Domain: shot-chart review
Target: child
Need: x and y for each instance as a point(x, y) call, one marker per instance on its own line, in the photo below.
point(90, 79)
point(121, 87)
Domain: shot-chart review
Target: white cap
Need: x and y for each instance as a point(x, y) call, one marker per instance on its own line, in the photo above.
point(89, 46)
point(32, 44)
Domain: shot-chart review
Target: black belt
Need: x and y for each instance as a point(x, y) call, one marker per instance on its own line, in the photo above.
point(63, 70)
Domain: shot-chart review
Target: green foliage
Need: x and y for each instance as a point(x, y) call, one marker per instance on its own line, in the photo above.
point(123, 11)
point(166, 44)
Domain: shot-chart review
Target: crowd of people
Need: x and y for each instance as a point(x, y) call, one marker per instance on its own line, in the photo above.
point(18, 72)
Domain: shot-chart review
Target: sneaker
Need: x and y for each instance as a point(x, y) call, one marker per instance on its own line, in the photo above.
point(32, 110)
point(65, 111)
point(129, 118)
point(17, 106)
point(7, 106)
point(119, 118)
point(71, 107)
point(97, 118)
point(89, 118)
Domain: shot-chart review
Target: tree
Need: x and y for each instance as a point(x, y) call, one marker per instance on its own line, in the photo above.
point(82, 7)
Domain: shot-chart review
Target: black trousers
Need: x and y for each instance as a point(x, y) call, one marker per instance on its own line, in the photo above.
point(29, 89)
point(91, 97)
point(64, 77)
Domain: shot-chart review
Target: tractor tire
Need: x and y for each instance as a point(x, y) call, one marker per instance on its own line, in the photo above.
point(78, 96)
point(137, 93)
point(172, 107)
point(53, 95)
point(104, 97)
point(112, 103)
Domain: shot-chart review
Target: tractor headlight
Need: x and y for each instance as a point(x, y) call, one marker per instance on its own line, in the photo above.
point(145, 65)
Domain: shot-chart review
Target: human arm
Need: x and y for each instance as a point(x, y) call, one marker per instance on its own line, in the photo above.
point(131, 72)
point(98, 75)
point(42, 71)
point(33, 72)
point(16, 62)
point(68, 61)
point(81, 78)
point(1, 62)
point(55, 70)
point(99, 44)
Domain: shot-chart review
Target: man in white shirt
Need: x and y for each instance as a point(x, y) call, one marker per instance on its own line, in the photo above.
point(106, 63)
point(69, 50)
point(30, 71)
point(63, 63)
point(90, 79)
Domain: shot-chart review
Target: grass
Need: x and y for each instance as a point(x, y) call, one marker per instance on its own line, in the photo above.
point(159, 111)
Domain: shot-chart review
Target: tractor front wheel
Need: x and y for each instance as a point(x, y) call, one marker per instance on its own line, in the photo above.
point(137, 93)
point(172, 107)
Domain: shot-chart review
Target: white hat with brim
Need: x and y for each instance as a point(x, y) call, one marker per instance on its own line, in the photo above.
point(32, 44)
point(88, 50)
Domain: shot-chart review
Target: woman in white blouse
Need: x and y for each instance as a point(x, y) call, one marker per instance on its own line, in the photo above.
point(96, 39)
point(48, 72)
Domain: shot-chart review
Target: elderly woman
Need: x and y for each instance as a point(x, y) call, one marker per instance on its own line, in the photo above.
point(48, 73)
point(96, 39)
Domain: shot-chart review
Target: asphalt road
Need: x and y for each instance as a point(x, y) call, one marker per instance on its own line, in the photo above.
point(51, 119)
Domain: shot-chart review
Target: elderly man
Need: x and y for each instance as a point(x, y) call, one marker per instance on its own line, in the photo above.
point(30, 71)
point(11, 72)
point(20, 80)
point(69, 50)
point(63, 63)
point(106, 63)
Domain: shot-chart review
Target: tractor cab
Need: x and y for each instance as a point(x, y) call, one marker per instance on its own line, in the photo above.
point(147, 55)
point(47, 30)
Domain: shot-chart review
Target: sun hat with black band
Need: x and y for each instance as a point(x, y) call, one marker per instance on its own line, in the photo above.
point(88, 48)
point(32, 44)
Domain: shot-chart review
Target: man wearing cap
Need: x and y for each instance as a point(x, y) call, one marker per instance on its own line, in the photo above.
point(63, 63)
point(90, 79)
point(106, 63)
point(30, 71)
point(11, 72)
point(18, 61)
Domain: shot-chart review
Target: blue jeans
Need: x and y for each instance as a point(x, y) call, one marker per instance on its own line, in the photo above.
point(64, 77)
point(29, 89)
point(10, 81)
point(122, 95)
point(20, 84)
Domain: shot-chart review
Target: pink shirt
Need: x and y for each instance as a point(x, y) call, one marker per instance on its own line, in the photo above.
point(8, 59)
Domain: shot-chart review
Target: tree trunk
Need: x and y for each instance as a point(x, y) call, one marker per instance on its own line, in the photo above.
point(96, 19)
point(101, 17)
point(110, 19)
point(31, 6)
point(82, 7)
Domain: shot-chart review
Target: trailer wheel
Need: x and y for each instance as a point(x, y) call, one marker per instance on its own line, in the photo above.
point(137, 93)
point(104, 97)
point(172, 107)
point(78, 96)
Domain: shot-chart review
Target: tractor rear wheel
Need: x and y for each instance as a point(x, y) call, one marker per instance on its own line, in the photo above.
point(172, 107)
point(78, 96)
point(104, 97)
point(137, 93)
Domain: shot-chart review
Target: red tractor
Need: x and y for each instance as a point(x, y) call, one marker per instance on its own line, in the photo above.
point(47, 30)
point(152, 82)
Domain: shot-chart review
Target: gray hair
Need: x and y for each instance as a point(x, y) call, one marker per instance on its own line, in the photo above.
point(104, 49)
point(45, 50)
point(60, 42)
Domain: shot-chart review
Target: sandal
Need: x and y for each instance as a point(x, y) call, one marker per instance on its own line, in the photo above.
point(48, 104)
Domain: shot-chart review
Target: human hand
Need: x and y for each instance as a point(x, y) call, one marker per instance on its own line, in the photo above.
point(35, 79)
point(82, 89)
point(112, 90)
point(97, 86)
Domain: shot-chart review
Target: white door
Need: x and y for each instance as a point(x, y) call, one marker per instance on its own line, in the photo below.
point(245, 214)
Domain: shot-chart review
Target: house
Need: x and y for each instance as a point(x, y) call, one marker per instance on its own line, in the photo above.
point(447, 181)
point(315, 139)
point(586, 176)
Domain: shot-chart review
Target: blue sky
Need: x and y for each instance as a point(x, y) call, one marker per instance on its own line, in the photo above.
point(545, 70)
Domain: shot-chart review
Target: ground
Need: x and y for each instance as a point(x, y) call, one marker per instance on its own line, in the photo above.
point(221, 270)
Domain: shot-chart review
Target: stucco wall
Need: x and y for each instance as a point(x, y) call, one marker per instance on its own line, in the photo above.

= = = = = = =

- _YOUR TASK_
The full material above needs to be returned unaltered.

- _ANSWER_
Domain: shot-chart review
Target: child
Need: x and y for each instance as a point(x, y) call, one marker per instance on its own line, in the photo below.
point(90, 79)
point(121, 87)
Domain: shot-chart review
Target: white cap
Need: x and y for each instance as a point(x, y) call, one marker per instance on its own line, in the photo above.
point(89, 46)
point(32, 44)
Domain: shot-chart review
Target: black belt
Need: x and y for each instance as a point(x, y) call, one marker per instance on its own line, in the photo above.
point(63, 70)
Domain: shot-chart review
Target: green foliage
Need: x and y for each instance as a point(x, y) call, one marker per instance on its own line, in the photo above.
point(123, 11)
point(166, 44)
Domain: shot-chart review
Target: crowd of people
Need: x and y for each instance as a point(x, y) call, one marker per instance on its own line, in the photo above.
point(18, 72)
Domain: shot-chart review
Target: sneaker
Need: x and y for each instance as a point(x, y) call, one marker per instance on its own line, in the photo above.
point(32, 110)
point(65, 111)
point(129, 118)
point(17, 106)
point(7, 106)
point(119, 118)
point(71, 107)
point(97, 118)
point(89, 118)
Domain: shot-chart review
Target: tree
Need: x and y for each instance as a point(x, y) call, one marker per instance on its own line, in the photo above.
point(82, 7)
Domain: shot-chart review
Target: black trousers
Need: x and y for each instance as a point(x, y) call, one marker per instance on its own line, in the photo above.
point(29, 89)
point(91, 97)
point(64, 77)
Domain: shot-chart review
Target: tractor tire
Need: x and y for each instance as a point(x, y) call, one marker per instance on its own line, in the photo above.
point(78, 96)
point(137, 93)
point(172, 107)
point(53, 95)
point(104, 97)
point(112, 103)
Domain: shot-chart review
Target: tractor headlight
Need: x and y for each instance as a point(x, y) call, one marker per instance on its own line, in the photo above.
point(145, 65)
Domain: shot-chart review
Target: human arm
Need: x and y for each instance as a point(x, y) call, one marker per instance on its own line, in the photo above.
point(131, 72)
point(98, 75)
point(42, 71)
point(33, 72)
point(16, 62)
point(68, 61)
point(81, 78)
point(1, 62)
point(55, 70)
point(99, 44)
Domain: shot-chart review
Target: man in white shirt
Need: x and y for each instance as a point(x, y) call, one marker per instance on its own line, in the photo above.
point(106, 63)
point(69, 50)
point(30, 71)
point(63, 63)
point(90, 79)
Domain: shot-chart review
Target: grass
Need: x and y for each instance as a point(x, y) call, one marker per instance on its own line, in the photo above.
point(159, 111)
Domain: shot-chart review
Target: tractor front wheel
Need: x and y for each instance as a point(x, y) call, one marker per instance on its own line, in the photo above.
point(137, 93)
point(172, 107)
Domain: shot-chart review
Target: white hat with brim
Need: x and y for each instance as a point(x, y) call, one marker per instance on its own line, in the photo above.
point(32, 44)
point(88, 50)
Domain: shot-chart review
Target: woman in white blouse
Need: x and y for each instance as a point(x, y) call, one marker per instance on its own line, in the photo above.
point(96, 39)
point(48, 72)
Domain: shot-chart review
Target: elderly woman
Need: x and y for each instance as a point(x, y) call, one marker per instance on its own line, in the photo above.
point(48, 73)
point(96, 39)
Domain: shot-chart review
Target: asphalt road
Need: x and y for each instance as a point(x, y) call, one marker per instance on its own line, in the photo above.
point(51, 119)
Domain: shot-chart review
Target: elderly man
Need: x and y for each instance as a point(x, y) call, one marker per instance on its own line, in the photo above.
point(30, 71)
point(11, 72)
point(20, 80)
point(69, 50)
point(63, 63)
point(106, 63)
Domain: shot-chart review
Target: tractor cab
Need: x and y for each instance as a point(x, y) call, one marker per instance on its own line, in the photo above.
point(147, 55)
point(47, 30)
Domain: shot-chart review
Target: sun hat with black band
Need: x and y for each instance as a point(x, y) call, one marker per instance on its own line, in the photo above.
point(88, 48)
point(32, 44)
Domain: shot-chart review
Target: man wearing cap
Need: x and y for each instance as a point(x, y) call, one marker per instance on its own line, in the photo above.
point(63, 63)
point(90, 79)
point(106, 63)
point(30, 71)
point(11, 72)
point(18, 61)
Domain: shot-chart review
Target: blue jeans
Need: x and y for each instance as a point(x, y) call, one marker per instance on its own line, in the photo above.
point(64, 77)
point(29, 89)
point(10, 81)
point(122, 95)
point(20, 84)
Domain: shot-chart review
Target: pink shirt
Need: x and y for each instance as a point(x, y) call, one marker per instance on its own line, in the photo above.
point(8, 59)
Domain: shot-chart review
Target: tree trunk
Need: x and y for each instance as a point(x, y) call, one marker per instance on its own line, in the photo above.
point(96, 19)
point(101, 17)
point(110, 19)
point(31, 6)
point(82, 7)
Domain: shot-chart review
Target: trailer wheel
Need: x and y for each instance as a point(x, y) call, one marker per instance on its own line, in the photo above.
point(137, 93)
point(104, 97)
point(172, 107)
point(78, 96)
Domain: shot-chart review
Target: tractor rear wheel
Need: x and y for each instance as a point(x, y) call, one marker per instance on its own line, in the photo above.
point(172, 107)
point(78, 96)
point(104, 97)
point(137, 93)
Domain: shot-chart review
Target: red tractor
Need: x and y for each instance as a point(x, y) call, one marker per instance on its own line, in the photo above.
point(47, 30)
point(152, 82)
Domain: shot-chart review
Target: gray hair
Need: x and y for each instance as a point(x, y) call, one marker per instance on its own line, in the photo above.
point(104, 49)
point(45, 50)
point(60, 42)
Domain: shot-chart review
Target: sandal
Need: x and y for each instance as a point(x, y) call, one marker per instance on its own line, in the photo above.
point(48, 104)
Domain: shot-chart review
Target: human hand
Need: x and y for each instance as a point(x, y) call, one marker per instance on its own line, in the photo above.
point(35, 79)
point(82, 89)
point(112, 90)
point(97, 86)
Domain: shot-chart review
Target: white door
Need: x and y for each instance as a point(x, y) call, one marker per instance on its own line, in the photo below.
point(245, 214)
Domain: shot-chart review
Target: house
Need: x and y for each instance as a point(x, y) call, one marker per instance on its own line, in the photo above.
point(447, 181)
point(315, 139)
point(586, 176)
Domain: shot-chart review
Target: blue sky
Need: x and y for each instance as a point(x, y) call, one marker per instance on its own line, in the photo above.
point(545, 70)
Domain: shot-chart review
Target: ground
Need: x and y for each instance as a point(x, y) call, one marker per instance on its own line, in the photo above.
point(221, 270)
Domain: shot-chart review
Target: stucco wall
Need: x and y for each instance as a point(x, y) call, one marker per instance on its own line, in the photo above.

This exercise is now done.